- THE TASK
Could the data underneath be repeated exactly, in full?

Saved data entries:
════════════════

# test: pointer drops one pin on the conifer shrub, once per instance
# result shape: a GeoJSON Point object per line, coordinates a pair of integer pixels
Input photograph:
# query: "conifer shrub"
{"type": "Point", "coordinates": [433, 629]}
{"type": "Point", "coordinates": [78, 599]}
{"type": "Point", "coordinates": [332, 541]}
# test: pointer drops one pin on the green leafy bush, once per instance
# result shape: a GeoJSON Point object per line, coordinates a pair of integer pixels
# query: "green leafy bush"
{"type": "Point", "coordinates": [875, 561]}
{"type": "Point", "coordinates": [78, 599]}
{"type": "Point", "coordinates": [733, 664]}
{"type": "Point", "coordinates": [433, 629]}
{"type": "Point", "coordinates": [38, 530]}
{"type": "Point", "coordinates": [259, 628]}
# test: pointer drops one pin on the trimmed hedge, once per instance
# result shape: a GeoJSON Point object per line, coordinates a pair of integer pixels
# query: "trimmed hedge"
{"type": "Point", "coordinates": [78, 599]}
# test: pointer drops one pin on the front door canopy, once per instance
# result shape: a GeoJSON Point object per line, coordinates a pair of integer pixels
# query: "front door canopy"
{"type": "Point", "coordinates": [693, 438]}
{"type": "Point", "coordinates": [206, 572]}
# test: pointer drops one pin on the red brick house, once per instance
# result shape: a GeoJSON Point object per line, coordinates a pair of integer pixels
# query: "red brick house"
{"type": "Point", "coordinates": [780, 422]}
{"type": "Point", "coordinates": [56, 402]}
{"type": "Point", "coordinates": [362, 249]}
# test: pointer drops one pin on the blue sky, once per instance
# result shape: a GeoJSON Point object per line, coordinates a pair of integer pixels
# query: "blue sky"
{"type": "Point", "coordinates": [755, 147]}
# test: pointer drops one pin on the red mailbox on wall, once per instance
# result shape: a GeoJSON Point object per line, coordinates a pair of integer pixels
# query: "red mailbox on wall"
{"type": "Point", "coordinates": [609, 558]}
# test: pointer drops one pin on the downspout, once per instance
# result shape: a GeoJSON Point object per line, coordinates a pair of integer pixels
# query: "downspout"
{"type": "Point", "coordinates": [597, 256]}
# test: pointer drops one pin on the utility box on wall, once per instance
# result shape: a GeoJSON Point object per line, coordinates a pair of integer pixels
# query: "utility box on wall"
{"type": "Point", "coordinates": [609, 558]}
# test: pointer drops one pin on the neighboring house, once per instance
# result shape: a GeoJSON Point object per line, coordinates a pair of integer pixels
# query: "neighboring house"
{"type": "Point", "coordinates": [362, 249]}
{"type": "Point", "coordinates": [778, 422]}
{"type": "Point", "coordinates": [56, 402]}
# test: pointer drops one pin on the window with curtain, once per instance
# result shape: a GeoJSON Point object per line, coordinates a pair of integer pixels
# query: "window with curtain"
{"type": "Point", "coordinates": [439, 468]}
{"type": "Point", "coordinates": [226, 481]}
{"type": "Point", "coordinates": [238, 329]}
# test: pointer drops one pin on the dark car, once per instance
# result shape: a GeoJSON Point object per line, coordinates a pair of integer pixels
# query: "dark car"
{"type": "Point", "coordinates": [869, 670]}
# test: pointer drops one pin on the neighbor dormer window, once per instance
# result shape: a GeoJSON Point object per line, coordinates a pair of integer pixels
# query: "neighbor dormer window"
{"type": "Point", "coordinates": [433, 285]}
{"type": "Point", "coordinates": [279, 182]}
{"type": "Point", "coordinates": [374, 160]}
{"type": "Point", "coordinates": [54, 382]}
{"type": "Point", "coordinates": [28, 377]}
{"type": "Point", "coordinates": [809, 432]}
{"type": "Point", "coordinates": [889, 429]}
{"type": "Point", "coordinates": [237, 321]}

════════════════

- FINISHED TASK
# test: pointer drops one pin on the conifer shrub, once per instance
# result shape: a GeoJSON Point object per line, coordinates a pair of integer pixels
Input photograph:
# query: "conifer shrub"
{"type": "Point", "coordinates": [433, 629]}
{"type": "Point", "coordinates": [78, 599]}
{"type": "Point", "coordinates": [332, 541]}
# test: pointer drops one pin on the green leafy bush, once per instance
# result shape: a GeoJSON Point object per line, coordinates a pair of integer pixels
# query: "green leafy bush"
{"type": "Point", "coordinates": [875, 561]}
{"type": "Point", "coordinates": [78, 599]}
{"type": "Point", "coordinates": [733, 664]}
{"type": "Point", "coordinates": [433, 629]}
{"type": "Point", "coordinates": [38, 530]}
{"type": "Point", "coordinates": [259, 628]}
# test: pointer drops one pin on the trimmed hedge, once per instance
# result shape: a GeoJSON Point object per line, coordinates a pair of integer pixels
# query: "trimmed hedge"
{"type": "Point", "coordinates": [78, 599]}
# test: pointer drops one pin on the front door canopy, once per instance
# result shape: a GeoJSON Point object per line, coordinates a pair of integer pixels
# query: "front door canopy"
{"type": "Point", "coordinates": [693, 438]}
{"type": "Point", "coordinates": [206, 572]}
# test: pointer drops one pin on the red brick house, once per instance
# result shape: a GeoJSON Point object per line, coordinates a pair of integer pixels
# query: "red brick house"
{"type": "Point", "coordinates": [780, 422]}
{"type": "Point", "coordinates": [56, 402]}
{"type": "Point", "coordinates": [362, 249]}
# test: pointer drops one pin on the blue sky, once per instance
# result shape: a GeoJSON Point object per line, coordinates a pair of integer pixels
# query: "blue sky"
{"type": "Point", "coordinates": [755, 147]}
# test: pointer drops one pin on the red mailbox on wall, once per instance
# result shape: a GeoJSON Point object per line, coordinates a pair of integer pixels
# query: "red mailbox on wall"
{"type": "Point", "coordinates": [609, 558]}
# test: pointer drops one pin on the downspout, once per instance
# result shape: a GeoJSON Point object per line, coordinates a pair of integer pixels
# query: "downspout"
{"type": "Point", "coordinates": [597, 256]}
# test: pointer drops one pin on the utility box on wall, once per instance
# result shape: a GeoJSON Point object per line, coordinates a pair of integer pixels
# query: "utility box on wall"
{"type": "Point", "coordinates": [609, 558]}
# test: pointer drops one pin on the neighboring house, once per instance
# result shape: a GeoJSON Point object per line, coordinates a pair of integer pixels
# query: "neighboring house"
{"type": "Point", "coordinates": [362, 249]}
{"type": "Point", "coordinates": [778, 422]}
{"type": "Point", "coordinates": [56, 402]}
# test: pointer drops one pin on the window with curtain, once per instance
# result shape: a GeoJSON Point object per line, coordinates a pair of integer pixels
# query: "window with curtain"
{"type": "Point", "coordinates": [439, 468]}
{"type": "Point", "coordinates": [226, 481]}
{"type": "Point", "coordinates": [238, 329]}
# test: pointer drops one pin on the dark car, once per instance
# result shape: a GeoJSON Point object per line, coordinates a pair of integer pixels
# query: "dark car"
{"type": "Point", "coordinates": [869, 670]}
# test: pointer drops one pin on the neighbor dormer window, once per instance
# result shape: a GeoJSON Point object per line, coordinates a pair of integer pixels
# query: "neighbor dormer window"
{"type": "Point", "coordinates": [433, 285]}
{"type": "Point", "coordinates": [279, 182]}
{"type": "Point", "coordinates": [374, 160]}
{"type": "Point", "coordinates": [54, 382]}
{"type": "Point", "coordinates": [28, 377]}
{"type": "Point", "coordinates": [809, 432]}
{"type": "Point", "coordinates": [889, 429]}
{"type": "Point", "coordinates": [237, 321]}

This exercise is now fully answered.